**页面文本:**
爬数据 phantomjs +selenium

一.引入java包   
<dependency>
   <groupId>org.apache.httpcomponents</groupId>
   <artifactId>httpmime</artifactId>
   <version>4.5.2</version>
</dependency>
<dependency>
   <groupId>org.seleniumhq.selenium</groupId>
   <artifactId>selenium-java</artifactId>
   <version>3.0.1</version>
</dependency>
<dependency>
   <groupId>org.seleniumhq.selenium</groupId>
   <artifactId>selenium-chrome-driver</artifactId>
   <version>3.0.1</version>
</dependency>

<dependency>
   <groupId>org.seleniumhq.selenium</groupId>
   <artifactId>selenium-remote-driver</artifactId>
   <version>3.0.1</version>
</dependency>

<dependency>
   <groupId>com.codeborne</groupId>
   <artifactId>phantomjsdriver</artifactId>
   <version>1.2.1</version>
</dependency>

<dependency>
   <groupId>org.apache.commons</groupId>
   <artifactId>commons-exec</artifactId>
   <version>1.3</version>
</dependency>

2.封装验证码识别api(由于带有验证码,使用菲菲打码识别验证码)

**书面任务 1:** 请找出记录中所有含有字符串“beach”的行，并逐行照录。匹配时区分大小写。

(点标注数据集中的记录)
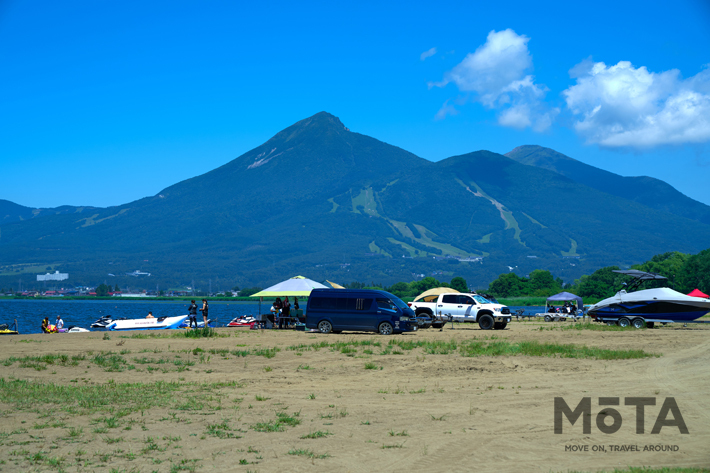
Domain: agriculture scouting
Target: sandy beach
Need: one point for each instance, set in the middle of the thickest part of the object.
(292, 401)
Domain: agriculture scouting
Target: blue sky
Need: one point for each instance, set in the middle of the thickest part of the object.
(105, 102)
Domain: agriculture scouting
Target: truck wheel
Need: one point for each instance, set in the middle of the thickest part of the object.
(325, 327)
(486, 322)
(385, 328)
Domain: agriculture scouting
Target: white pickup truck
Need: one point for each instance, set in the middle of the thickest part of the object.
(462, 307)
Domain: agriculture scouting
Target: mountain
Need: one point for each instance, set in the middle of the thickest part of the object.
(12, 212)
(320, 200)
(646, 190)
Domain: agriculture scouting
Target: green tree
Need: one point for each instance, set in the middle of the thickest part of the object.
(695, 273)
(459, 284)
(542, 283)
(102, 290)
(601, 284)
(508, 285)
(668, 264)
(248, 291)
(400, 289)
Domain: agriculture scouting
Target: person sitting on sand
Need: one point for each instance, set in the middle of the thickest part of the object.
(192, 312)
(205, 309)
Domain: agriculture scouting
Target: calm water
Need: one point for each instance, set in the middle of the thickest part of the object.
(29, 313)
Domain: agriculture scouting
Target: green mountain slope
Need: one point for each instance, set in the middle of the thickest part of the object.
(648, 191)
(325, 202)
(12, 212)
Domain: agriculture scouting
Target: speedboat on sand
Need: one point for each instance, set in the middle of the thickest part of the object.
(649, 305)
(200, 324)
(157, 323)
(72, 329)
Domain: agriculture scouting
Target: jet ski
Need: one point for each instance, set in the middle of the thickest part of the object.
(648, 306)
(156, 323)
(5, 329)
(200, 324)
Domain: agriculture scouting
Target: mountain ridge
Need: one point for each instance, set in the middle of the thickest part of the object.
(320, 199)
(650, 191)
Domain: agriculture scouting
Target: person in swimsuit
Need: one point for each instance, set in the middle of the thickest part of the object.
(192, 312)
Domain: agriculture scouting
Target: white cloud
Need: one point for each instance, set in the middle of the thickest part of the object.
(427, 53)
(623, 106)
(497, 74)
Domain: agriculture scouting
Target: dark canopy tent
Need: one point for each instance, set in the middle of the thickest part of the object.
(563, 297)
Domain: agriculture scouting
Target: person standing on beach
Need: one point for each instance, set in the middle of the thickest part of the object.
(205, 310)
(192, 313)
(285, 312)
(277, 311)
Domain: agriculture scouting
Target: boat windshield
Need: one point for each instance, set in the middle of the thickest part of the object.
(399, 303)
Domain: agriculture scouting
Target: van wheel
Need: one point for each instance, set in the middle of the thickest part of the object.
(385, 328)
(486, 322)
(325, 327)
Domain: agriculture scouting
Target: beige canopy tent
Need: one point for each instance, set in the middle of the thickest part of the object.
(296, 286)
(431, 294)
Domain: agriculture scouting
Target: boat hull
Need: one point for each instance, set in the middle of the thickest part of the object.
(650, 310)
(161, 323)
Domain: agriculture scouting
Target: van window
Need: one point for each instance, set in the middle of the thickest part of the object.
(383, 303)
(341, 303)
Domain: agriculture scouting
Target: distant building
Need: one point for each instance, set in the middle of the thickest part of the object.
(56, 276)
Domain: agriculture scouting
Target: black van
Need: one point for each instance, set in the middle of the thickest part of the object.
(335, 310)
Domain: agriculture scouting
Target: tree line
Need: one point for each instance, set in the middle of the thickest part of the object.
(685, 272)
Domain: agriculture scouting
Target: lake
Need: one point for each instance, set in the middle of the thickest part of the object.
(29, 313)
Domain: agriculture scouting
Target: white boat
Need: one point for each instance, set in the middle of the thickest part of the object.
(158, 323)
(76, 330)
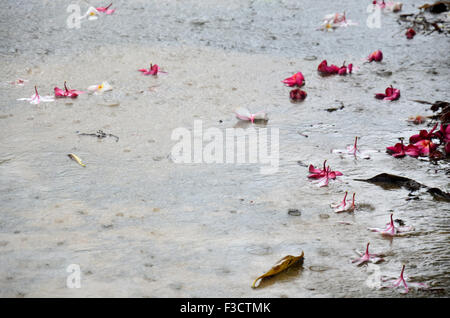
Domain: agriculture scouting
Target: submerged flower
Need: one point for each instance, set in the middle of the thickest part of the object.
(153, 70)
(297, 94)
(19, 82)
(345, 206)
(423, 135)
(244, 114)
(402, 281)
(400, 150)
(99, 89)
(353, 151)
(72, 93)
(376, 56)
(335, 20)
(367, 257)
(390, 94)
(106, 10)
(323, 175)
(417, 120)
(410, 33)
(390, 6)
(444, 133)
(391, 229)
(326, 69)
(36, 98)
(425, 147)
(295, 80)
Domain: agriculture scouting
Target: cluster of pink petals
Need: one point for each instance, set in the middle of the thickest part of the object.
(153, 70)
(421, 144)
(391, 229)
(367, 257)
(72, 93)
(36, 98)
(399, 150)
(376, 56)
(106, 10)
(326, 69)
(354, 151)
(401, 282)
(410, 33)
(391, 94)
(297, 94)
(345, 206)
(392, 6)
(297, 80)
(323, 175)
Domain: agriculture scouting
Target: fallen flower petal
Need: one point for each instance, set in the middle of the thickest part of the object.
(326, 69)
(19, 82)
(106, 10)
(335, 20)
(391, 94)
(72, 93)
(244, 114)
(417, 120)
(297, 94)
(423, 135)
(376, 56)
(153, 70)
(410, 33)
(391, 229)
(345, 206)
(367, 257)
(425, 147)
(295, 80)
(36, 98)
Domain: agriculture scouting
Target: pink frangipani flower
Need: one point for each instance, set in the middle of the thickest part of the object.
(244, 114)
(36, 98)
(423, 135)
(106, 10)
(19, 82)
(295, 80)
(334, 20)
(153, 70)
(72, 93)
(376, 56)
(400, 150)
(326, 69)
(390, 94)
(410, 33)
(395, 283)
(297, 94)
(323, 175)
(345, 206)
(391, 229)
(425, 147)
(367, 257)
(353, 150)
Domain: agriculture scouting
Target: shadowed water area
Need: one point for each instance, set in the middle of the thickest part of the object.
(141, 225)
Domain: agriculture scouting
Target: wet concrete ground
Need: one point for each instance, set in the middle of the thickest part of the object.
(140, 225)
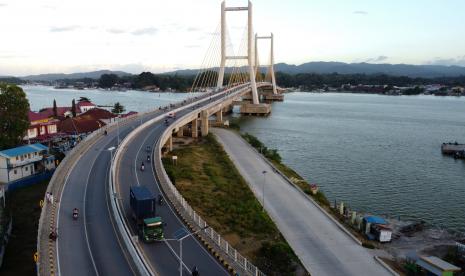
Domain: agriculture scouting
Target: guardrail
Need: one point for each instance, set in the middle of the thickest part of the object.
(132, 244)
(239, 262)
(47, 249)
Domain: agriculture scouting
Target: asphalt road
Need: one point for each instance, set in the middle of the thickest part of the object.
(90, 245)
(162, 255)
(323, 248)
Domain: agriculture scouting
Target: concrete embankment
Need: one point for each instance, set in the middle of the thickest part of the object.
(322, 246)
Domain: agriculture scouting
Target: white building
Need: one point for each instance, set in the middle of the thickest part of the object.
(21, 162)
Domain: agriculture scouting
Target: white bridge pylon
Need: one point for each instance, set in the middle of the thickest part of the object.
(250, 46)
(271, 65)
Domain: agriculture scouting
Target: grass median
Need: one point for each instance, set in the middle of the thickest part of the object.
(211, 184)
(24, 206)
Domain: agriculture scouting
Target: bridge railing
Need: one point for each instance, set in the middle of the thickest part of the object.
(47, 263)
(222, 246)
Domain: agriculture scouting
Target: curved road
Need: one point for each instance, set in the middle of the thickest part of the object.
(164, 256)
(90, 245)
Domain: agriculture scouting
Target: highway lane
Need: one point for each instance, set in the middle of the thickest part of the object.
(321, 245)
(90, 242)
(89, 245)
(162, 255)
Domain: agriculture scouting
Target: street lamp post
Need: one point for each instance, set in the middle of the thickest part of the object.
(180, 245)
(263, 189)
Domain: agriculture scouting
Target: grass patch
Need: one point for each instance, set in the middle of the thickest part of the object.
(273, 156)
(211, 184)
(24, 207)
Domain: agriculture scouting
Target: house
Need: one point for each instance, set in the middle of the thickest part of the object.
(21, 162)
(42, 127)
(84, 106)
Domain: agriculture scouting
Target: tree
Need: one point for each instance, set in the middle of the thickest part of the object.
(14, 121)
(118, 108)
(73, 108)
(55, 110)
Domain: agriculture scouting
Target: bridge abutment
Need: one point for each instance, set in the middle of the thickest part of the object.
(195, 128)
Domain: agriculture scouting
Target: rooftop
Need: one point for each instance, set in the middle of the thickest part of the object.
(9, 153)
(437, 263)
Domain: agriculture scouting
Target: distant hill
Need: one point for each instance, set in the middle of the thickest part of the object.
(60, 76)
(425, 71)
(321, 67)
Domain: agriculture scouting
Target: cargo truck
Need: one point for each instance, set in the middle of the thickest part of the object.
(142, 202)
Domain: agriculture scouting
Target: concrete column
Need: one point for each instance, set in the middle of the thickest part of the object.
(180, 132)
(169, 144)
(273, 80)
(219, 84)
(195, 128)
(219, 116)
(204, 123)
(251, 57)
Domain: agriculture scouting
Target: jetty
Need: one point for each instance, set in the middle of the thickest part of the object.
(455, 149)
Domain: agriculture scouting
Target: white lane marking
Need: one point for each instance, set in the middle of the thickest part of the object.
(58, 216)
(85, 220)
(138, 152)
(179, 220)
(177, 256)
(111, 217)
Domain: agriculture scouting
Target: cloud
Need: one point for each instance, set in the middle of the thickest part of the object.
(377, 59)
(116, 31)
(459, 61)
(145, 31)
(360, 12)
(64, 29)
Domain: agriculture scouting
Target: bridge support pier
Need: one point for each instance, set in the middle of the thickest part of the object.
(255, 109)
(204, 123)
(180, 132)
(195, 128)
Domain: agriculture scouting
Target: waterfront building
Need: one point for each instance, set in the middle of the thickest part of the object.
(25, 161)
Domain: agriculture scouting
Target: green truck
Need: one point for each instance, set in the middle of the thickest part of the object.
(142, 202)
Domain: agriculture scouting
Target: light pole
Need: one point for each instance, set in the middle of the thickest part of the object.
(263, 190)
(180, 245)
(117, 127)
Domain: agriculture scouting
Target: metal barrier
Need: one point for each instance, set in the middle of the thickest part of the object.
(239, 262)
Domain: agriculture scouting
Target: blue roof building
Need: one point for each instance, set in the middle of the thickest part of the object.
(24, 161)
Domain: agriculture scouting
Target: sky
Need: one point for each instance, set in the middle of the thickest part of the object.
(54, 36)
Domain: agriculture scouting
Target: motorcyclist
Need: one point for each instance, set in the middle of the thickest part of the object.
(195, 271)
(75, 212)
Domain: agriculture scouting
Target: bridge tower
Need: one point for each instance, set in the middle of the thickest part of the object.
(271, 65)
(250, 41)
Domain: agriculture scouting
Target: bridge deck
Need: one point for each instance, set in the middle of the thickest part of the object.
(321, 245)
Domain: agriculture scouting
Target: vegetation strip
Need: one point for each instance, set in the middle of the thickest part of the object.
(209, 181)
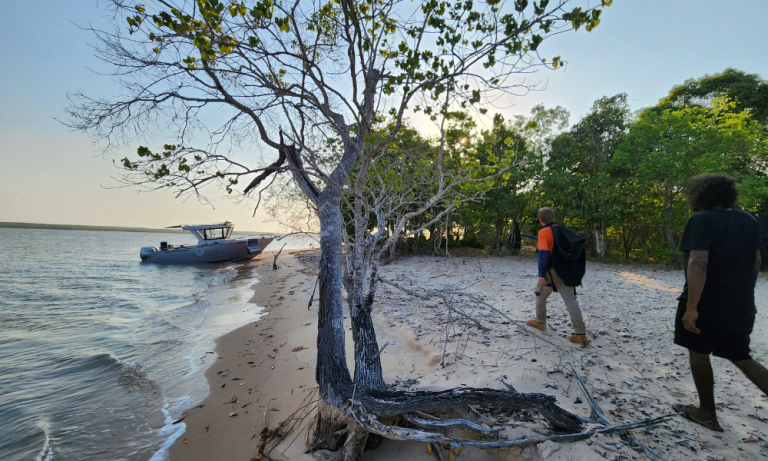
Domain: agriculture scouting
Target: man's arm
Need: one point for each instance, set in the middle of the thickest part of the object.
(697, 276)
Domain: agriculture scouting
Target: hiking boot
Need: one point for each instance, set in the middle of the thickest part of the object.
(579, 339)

**书面任务 2:** 请判断以下陈述是否与页面文本相符，逐条回答“是”或“否”，并原文引用起决定作用的字句：(a) selenium-java 的版本为 3.0.1；(b) phantomjsdriver 的 groupId 为 org.seleniumhq.selenium；(c) 验证码使用菲菲打码进行识别。

**完整答案 1:**
Target: sandy beach
Target: person standing on beach

**完整答案 2:**
(a) 是。“<artifactId>selenium-java</artifactId>”，其下为“<version>3.0.1</version>”。
(b) 否。“<groupId>com.codeborne</groupId>”，其下为“<artifactId>phantomjsdriver</artifactId>”。
(c) 是。“使用菲菲打码识别验证码”。